Stated exercise: Present the following data again exactly as it is shown.

━━━━━ Information supplied ━━━━━

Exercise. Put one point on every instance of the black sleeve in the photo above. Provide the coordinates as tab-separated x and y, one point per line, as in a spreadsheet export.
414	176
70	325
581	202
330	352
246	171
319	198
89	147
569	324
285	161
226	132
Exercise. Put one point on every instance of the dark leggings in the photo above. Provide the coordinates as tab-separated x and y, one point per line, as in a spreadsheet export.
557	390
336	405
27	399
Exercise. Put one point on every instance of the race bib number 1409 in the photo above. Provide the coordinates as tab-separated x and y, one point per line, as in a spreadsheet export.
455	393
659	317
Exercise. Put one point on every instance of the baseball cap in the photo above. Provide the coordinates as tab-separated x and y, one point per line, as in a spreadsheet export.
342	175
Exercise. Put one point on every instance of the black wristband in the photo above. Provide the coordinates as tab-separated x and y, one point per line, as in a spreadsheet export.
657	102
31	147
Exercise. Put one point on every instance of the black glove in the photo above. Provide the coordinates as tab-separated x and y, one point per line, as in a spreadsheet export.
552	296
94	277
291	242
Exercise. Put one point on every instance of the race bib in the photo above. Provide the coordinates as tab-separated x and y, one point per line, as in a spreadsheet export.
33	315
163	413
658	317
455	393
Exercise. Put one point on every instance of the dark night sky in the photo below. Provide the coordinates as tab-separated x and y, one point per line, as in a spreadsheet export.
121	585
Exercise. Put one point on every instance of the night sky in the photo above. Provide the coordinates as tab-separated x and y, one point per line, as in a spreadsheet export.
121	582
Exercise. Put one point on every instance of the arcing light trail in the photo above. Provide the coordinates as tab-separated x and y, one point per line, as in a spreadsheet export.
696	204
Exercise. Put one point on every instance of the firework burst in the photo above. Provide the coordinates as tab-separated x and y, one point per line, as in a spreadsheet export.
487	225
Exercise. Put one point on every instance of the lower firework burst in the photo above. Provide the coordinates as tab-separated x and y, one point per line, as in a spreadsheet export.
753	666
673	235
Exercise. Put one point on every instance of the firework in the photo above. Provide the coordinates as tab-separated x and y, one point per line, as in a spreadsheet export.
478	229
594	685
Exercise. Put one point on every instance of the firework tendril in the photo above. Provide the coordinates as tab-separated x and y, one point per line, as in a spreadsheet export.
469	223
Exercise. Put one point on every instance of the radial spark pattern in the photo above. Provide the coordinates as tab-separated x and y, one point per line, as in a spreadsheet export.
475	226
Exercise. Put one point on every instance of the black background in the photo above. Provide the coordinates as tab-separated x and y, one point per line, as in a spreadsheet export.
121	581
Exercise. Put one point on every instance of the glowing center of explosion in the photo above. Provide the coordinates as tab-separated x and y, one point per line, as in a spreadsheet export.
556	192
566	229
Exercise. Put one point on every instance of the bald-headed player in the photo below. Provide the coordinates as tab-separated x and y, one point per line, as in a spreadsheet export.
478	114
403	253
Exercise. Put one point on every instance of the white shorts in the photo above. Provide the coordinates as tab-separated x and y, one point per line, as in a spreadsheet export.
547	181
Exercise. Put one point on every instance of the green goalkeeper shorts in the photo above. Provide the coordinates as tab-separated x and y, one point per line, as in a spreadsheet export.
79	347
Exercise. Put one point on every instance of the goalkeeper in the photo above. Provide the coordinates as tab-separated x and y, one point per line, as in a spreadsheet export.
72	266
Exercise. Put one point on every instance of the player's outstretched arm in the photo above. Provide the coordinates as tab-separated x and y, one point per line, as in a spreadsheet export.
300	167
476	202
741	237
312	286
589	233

━━━━━

The output:
Exercise. Put one point on every instance of the black sleeve in the photo above. Provide the coordinates as tab-separated x and y, one point per line, as in a spreadsheet export.
414	176
70	325
581	202
330	352
246	171
319	198
89	147
569	324
285	161
226	132
Exercise. Put one point on every instance of the dark leggings in the photo above. Provide the coordinates as tab-separated x and y, one point per line, as in a spreadsheet export.
557	390
336	405
27	399
Exercise. Put one point on every instance of the race bib number 1409 in the photo above. Provide the coordinates as tab-separated x and y, one point per line, as in a spreadsheet export.
455	393
659	317
Exercise. Put one point on every instance of the baseball cap in the photo above. Provide the coordinates as tab-separated x and y, one point per line, as in a spreadsheet export.
342	175
Exercise. Put one point on every instance of the black wristband in the photo above. Provide the coordinates as tab-separated x and y, one point per line, as in a spreadsheet export.
657	102
31	147
Exercise. Put one point on every instance of the black glove in the photo above. Provide the coordinates as tab-separated x and y, one point per line, as in a spreadsheet export.
552	296
94	277
291	242
Exercise. Put one point on every instance of the race bib in the photo above. Provide the coordinates as tab-separated x and y, one point per line, as in a spreadsheet export.
33	315
163	413
658	317
455	393
Exercise. Put one point on every instance of the dark night sky in the photo below. Provide the coordinates as tab-separated x and y, one point per line, as in a spreadsheet export.
121	585
Exercise. Put one point on every instance of the night sky in the photo above. Provide the coordinates as tab-separated x and y, one point per line, as in a spreadsheet export.
121	582
Exercise. Put one point on every instance of the arcing light trail in the photo above. Provide the coordinates as tab-separated x and y, one point per line, as in a spreadsheet export.
696	204
Exercise. Put one point on every instance of the firework burst in the photo above. Provide the coordinates as tab-separated x and y, one point per line, as in a spreadsheet export.
487	225
Exercise. Put one point on every instance of the lower firework burst in the photo above. Provide the coordinates as tab-separated x and y, one point per line, as in a spreadsheet export.
753	666
673	235
Exercise. Put one point on every instance of the firework in the photo above. Provide the coordinates as tab-separated x and y, one point per line, as in a spreadsheet export.
478	229
594	685
Exercise. Put one point on every instance of the firework tendril in the photo above. Provide the coordinates as tab-separated x and y, one point per line, as in a spreadsheet export.
469	223
Exercise. Put one point on every instance of the radial spark pattern in the photo above. Provide the coordinates as tab-separated x and y, one point per line, as in a spreadsheet export.
475	226
Exercise. Put one point on every instance of the black background in the photo above. Provide the coordinates as tab-separated x and y, one point per line, as in a spreadsheet export.
121	581
Exercise. Put one point on every instance of the glowing center of explosion in the photo above. Provide the coordinates as tab-separated x and y, one point per line, as in a spreadsheet export.
556	192
566	229
Exercise. Put one point on every instance of the bald-headed player in the photo below. Provide the coordinates as tab-separated x and y, one point per line, as in a spreadsheet export.
478	114
403	253
Exercise. Put one point on every instance of the white shorts in the photo above. Provide the coordinates as tab-separated x and y, one point per line, as in a spreadsheet export.
547	181
Exercise. Put one point on every instance of the green goalkeeper shorts in the photo above. Provide the coordinates as tab-separated x and y, one point per line, as in a spreadsheet export.
79	347
Exercise. Put one point on every instance of the goalkeeper in the photo above. Provide the coordinates as tab-separated x and y, one point per line, as in a spreadsheet export.
72	266
Exercise. Put one point on every instance of the player's outstretched arm in the photo above. Provide the coordinates as tab-separated x and y, one point per line, as in a spreadsheet export.
300	167
476	202
741	237
312	286
589	233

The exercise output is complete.